### Enunciado
Copia el pasaje del relato sobre Donna Summer que va desde "Quizá se deba" hasta "en la mañana.", sustituyendo "tía" por "madrina".

### Fragmento para leer

□ □ □ □ □

Dos mujeres, Donna Summer
¿Cómo llegué a Donna Summer?
Quizá se deba a los tonos de fines de semana, interminables, que organizaba mi tía Elizabeth (23 años) en su casa, en los inicios de los 80. Yo tenía 5 años, y como me llevaba bien con mis primos (medios hermanos de mi tía), pues intercambiábamos visitas destinadas a jugar, de viernes en la tarde hasta domingo en la mañana.
No lo niego, en esos años estaba templado de mi tía, así es que disfrutaba mis idas a su casa. Qué puros e inocentes son los sentimientos infantiles.
Desde el sábado en la tarde, Elizabeth y sus amigas preparaban el ambiente para lo que sería la juerga. Ya en la noche llegaba mucha gente, en parejas o grupo. Junto con mis primos nos ganábamos con el pase de los flirteos y agarres desde el segundo rellano de la casa. Y sentía mucha cólera cuando algún patita sacaba a mi joven tía a bailar (me ocurrían “cosas raras” en el organismo, justo en el centro de mi entonces metro cuarenta. Para no despertar sospechas de mis primos, me ponía a hablar de cualquier huevada o los animaba a reanudar las “guerritas”.
En esas fiestas no solo descubrí inocentemente lo que es la furia hormonal, la cual explotó a los once años. Descubrí también la música disco. Por alguna razón, los que llegaban a la juerga solo querían escuchar música disco. No salsa, no merengue.
Es así que se me pegaron los ritmos de las canciones de Gloria Gaynor, Village People, Blondie, Bee Gees y el de la mujer de mi vida, Donna Summer.

□ □ □ □ □

### Datos disponibles
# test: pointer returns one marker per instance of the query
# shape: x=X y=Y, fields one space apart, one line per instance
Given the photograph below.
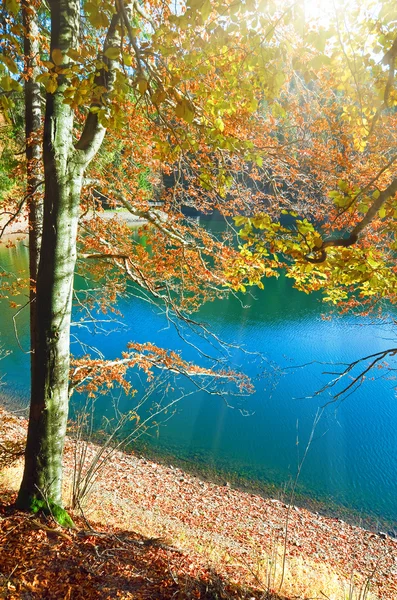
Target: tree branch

□ □ □ □ □

### Respuesta correcta
Quizá se deba a los tonos de fines de semana, interminables, que organizaba mi madrina Elizabeth (23 años) en su casa, en los inicios de los 80. Yo tenía 5 años, y como me llevaba bien con mis primos (medios hermanos de mi madrina), pues intercambiábamos visitas destinadas a jugar, de viernes en la tarde hasta domingo en la mañana.